_WHAT THE TASK REQUIRES:_
Copy out everything from the line containing "target | bell tower" down to the line containing "x=336 y=208", both included, keeping the requests unchanged and listing only those lines. In the answers, scale each coordinate by 0.85 and round it to a whole number, with halves rounding up.
:: SOURCE MATERIAL ::
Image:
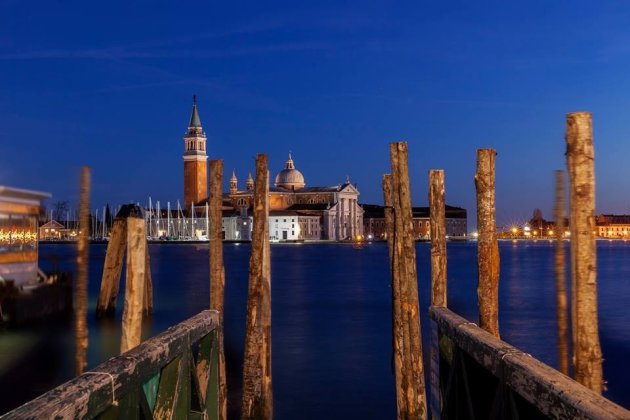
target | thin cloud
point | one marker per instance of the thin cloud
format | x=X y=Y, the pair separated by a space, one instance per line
x=122 y=54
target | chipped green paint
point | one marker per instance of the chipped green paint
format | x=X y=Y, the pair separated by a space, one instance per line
x=157 y=379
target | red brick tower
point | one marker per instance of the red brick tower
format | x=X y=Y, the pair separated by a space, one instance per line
x=195 y=160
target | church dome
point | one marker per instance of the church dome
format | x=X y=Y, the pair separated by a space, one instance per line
x=290 y=178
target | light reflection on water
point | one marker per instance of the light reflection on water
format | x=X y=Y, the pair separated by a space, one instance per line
x=331 y=315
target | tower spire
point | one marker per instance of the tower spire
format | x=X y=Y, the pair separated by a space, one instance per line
x=195 y=121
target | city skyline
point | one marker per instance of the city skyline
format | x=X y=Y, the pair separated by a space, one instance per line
x=334 y=85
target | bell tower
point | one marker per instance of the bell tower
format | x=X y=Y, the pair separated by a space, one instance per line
x=195 y=160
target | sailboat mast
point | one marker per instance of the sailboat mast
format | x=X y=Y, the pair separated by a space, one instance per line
x=168 y=219
x=192 y=220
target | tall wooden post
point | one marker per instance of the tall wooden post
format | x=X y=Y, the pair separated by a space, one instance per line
x=487 y=245
x=81 y=286
x=106 y=305
x=134 y=283
x=587 y=353
x=406 y=278
x=114 y=259
x=438 y=237
x=217 y=270
x=397 y=325
x=561 y=293
x=437 y=214
x=257 y=389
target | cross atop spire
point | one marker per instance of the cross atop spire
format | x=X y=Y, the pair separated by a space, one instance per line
x=289 y=164
x=195 y=122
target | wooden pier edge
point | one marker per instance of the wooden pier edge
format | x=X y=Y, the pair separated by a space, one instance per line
x=96 y=390
x=553 y=393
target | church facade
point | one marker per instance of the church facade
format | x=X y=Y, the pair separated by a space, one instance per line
x=327 y=212
x=336 y=208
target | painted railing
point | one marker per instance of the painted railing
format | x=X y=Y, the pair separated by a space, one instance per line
x=173 y=375
x=476 y=375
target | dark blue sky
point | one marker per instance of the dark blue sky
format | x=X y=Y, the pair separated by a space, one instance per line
x=109 y=85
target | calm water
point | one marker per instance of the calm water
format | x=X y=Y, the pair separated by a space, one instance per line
x=331 y=319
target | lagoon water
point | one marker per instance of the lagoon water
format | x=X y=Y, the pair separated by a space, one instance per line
x=331 y=316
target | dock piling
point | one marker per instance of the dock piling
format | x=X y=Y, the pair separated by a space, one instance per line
x=397 y=326
x=437 y=214
x=81 y=287
x=406 y=280
x=134 y=283
x=487 y=245
x=257 y=387
x=217 y=272
x=587 y=354
x=561 y=293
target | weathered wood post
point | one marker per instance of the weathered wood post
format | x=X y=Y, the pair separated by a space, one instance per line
x=561 y=293
x=135 y=281
x=147 y=304
x=587 y=353
x=106 y=305
x=487 y=245
x=406 y=278
x=257 y=389
x=114 y=259
x=437 y=214
x=217 y=271
x=397 y=326
x=81 y=286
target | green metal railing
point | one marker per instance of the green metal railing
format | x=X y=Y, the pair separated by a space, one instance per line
x=173 y=375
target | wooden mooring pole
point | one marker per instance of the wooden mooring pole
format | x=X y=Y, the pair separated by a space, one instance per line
x=397 y=325
x=406 y=280
x=487 y=245
x=81 y=286
x=437 y=214
x=217 y=272
x=587 y=354
x=114 y=259
x=257 y=389
x=561 y=293
x=134 y=283
x=438 y=237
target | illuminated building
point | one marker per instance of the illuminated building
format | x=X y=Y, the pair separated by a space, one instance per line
x=19 y=210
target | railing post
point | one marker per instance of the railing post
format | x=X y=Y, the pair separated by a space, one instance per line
x=406 y=278
x=487 y=245
x=257 y=389
x=587 y=353
x=135 y=282
x=217 y=271
x=81 y=291
x=561 y=293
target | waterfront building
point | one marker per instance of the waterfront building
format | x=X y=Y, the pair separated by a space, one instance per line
x=336 y=207
x=374 y=222
x=613 y=226
x=283 y=226
x=195 y=160
x=19 y=211
x=236 y=227
x=53 y=230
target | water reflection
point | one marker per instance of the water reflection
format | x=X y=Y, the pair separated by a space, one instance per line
x=331 y=318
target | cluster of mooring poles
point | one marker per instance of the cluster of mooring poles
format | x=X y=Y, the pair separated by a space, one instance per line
x=407 y=350
x=128 y=234
x=257 y=399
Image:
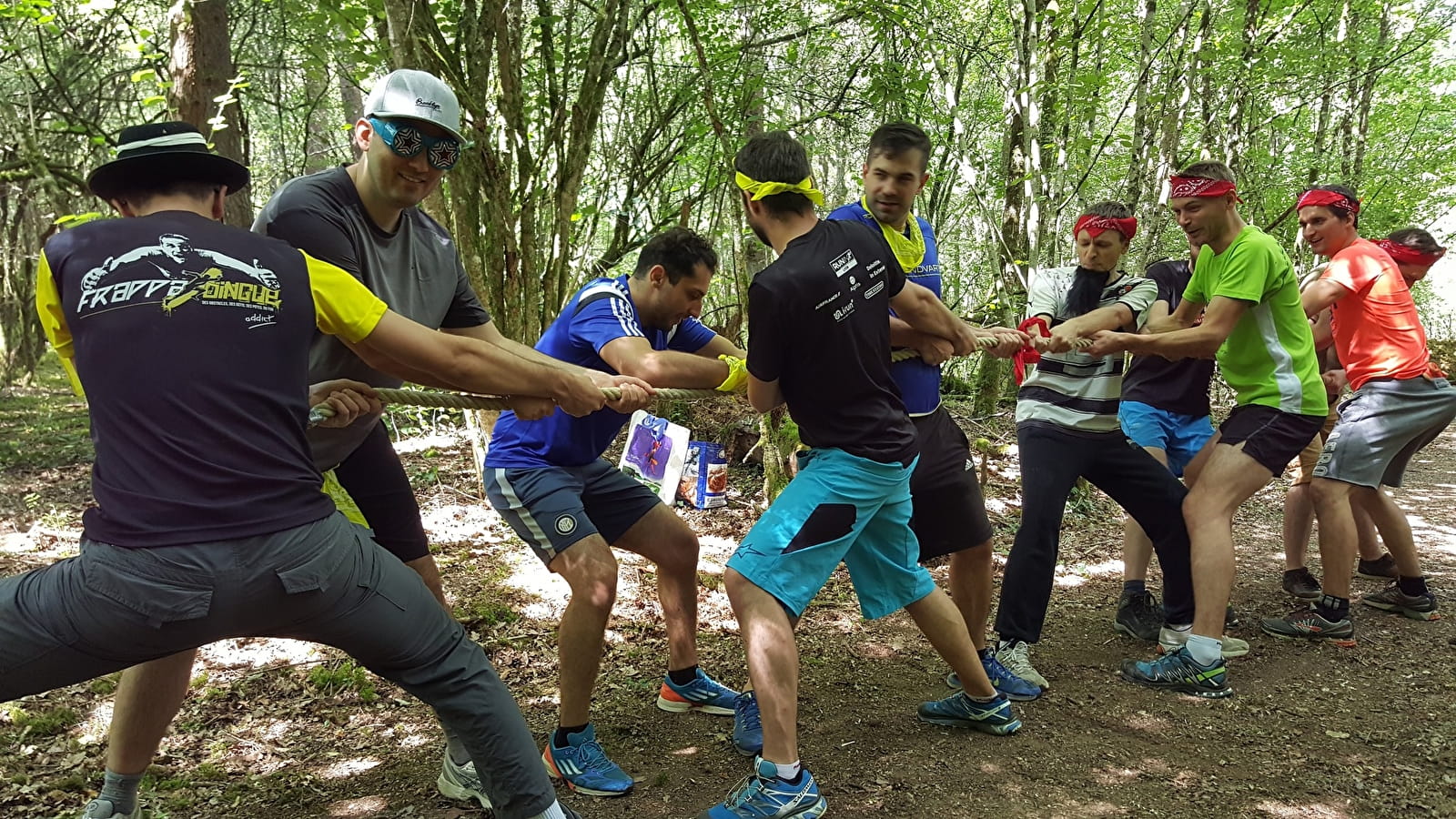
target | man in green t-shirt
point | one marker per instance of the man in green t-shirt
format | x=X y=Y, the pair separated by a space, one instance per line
x=1251 y=319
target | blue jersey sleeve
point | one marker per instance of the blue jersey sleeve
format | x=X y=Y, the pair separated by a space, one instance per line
x=602 y=321
x=691 y=337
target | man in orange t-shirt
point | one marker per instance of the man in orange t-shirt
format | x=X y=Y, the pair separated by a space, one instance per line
x=1397 y=409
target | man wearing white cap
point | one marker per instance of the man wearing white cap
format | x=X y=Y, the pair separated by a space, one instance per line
x=363 y=217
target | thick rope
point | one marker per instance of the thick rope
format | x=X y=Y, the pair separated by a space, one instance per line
x=466 y=401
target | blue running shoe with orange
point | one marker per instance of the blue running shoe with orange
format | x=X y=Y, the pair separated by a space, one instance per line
x=584 y=765
x=960 y=712
x=703 y=694
x=762 y=794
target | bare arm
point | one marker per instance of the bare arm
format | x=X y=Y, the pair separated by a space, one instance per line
x=632 y=356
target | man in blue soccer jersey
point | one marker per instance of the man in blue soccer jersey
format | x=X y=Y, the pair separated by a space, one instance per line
x=571 y=506
x=950 y=511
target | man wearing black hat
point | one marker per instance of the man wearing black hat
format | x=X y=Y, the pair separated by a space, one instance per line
x=363 y=217
x=210 y=522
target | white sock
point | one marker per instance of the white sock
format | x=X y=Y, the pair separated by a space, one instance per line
x=1206 y=651
x=553 y=812
x=788 y=771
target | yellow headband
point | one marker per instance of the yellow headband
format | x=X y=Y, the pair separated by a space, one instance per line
x=761 y=189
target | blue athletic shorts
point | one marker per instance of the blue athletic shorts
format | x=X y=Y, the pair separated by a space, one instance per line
x=552 y=508
x=839 y=508
x=1179 y=436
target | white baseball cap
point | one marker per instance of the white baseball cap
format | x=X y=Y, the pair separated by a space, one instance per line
x=415 y=95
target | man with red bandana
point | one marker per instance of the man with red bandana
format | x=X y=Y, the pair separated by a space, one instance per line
x=1252 y=321
x=1398 y=407
x=1067 y=428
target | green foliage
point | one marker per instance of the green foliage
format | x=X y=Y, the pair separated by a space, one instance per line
x=335 y=678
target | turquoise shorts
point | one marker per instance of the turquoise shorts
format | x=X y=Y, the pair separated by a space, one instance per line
x=839 y=508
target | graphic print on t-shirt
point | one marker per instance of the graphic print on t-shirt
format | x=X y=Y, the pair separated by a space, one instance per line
x=174 y=274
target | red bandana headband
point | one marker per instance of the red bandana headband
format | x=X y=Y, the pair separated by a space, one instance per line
x=1329 y=198
x=1410 y=256
x=1096 y=225
x=1183 y=187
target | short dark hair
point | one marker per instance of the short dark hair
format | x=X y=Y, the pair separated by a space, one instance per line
x=893 y=138
x=776 y=157
x=1339 y=208
x=1110 y=210
x=1208 y=171
x=679 y=251
x=1417 y=239
x=143 y=193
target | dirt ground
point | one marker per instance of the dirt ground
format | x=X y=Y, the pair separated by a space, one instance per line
x=278 y=729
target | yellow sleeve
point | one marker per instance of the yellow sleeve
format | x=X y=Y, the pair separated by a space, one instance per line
x=341 y=305
x=53 y=318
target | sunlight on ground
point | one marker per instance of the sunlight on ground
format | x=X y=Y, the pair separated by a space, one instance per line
x=363 y=806
x=346 y=768
x=1289 y=811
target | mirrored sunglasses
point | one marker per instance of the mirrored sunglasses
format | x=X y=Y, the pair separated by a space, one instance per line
x=408 y=142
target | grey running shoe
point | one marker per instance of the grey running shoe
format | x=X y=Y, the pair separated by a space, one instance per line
x=1309 y=624
x=1174 y=639
x=1302 y=584
x=1139 y=615
x=1016 y=659
x=460 y=782
x=106 y=809
x=1414 y=606
x=1378 y=569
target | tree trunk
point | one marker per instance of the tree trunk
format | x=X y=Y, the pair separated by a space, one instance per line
x=201 y=70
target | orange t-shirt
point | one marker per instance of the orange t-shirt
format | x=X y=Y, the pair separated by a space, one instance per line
x=1378 y=332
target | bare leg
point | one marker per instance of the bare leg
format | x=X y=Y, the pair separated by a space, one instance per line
x=1227 y=479
x=592 y=571
x=662 y=538
x=774 y=665
x=1138 y=548
x=147 y=700
x=970 y=584
x=945 y=629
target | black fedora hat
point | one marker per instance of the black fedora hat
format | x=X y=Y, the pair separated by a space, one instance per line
x=164 y=152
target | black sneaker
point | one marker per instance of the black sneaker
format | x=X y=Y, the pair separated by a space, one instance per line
x=1309 y=624
x=1139 y=615
x=1378 y=569
x=1302 y=584
x=1414 y=606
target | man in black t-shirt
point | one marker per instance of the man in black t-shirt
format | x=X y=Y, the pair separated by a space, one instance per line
x=1165 y=411
x=819 y=339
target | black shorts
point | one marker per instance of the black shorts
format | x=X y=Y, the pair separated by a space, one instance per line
x=950 y=511
x=376 y=480
x=1270 y=436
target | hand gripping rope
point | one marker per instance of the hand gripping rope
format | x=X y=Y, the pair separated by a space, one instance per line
x=468 y=401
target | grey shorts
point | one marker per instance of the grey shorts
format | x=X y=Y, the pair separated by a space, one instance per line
x=1382 y=426
x=552 y=508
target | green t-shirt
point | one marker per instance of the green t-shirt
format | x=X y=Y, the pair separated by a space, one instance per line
x=1270 y=356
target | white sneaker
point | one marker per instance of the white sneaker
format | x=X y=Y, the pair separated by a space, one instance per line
x=1169 y=639
x=1016 y=658
x=460 y=782
x=106 y=809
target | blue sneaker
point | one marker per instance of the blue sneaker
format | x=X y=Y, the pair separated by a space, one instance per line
x=762 y=794
x=1177 y=671
x=960 y=712
x=703 y=694
x=1006 y=683
x=584 y=765
x=747 y=726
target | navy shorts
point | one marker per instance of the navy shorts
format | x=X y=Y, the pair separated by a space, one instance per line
x=552 y=508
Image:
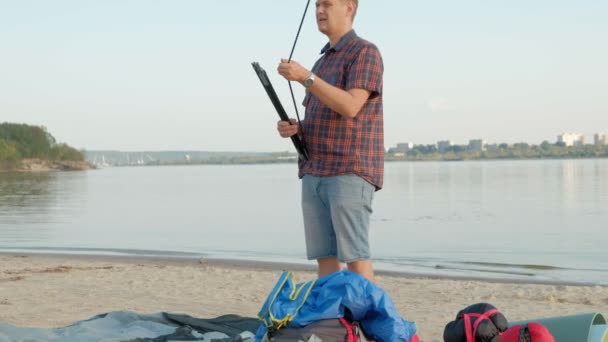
:::
_COMPLETE OUTPUT:_
target | bell tower
point | one marker per instance of the bell tower
format | x=X y=Y, the pair separated by a space, one instance per line
x=166 y=136
target | sailboat mast
point | one marker per instance of the sailboat mast
format | x=X y=Y, the pair separated by a space, one instance per line
x=143 y=186
x=163 y=187
target | tall wooden post
point | one marker per instance of the tall wooden post
format | x=X y=Y, the pair separated by a space, one instance per line
x=414 y=208
x=69 y=243
x=90 y=259
x=114 y=241
x=499 y=300
x=345 y=236
x=97 y=220
x=372 y=201
x=184 y=230
x=337 y=276
x=477 y=249
x=371 y=182
x=218 y=331
target | cross atop spire
point | one marker per instance of the cross atop spire
format | x=X y=Y, the pair separated by a space, one instance per line
x=246 y=139
x=166 y=104
target | wooden pier edge
point | one marker per instance of the wooden pier edge
format | x=X y=Y, the pair separated by a space, one instance per line
x=82 y=332
x=470 y=334
target | church facade
point | one marker per instance of the church facade
format | x=X y=Y, the pair separated by a space, one instance per line
x=278 y=180
x=286 y=177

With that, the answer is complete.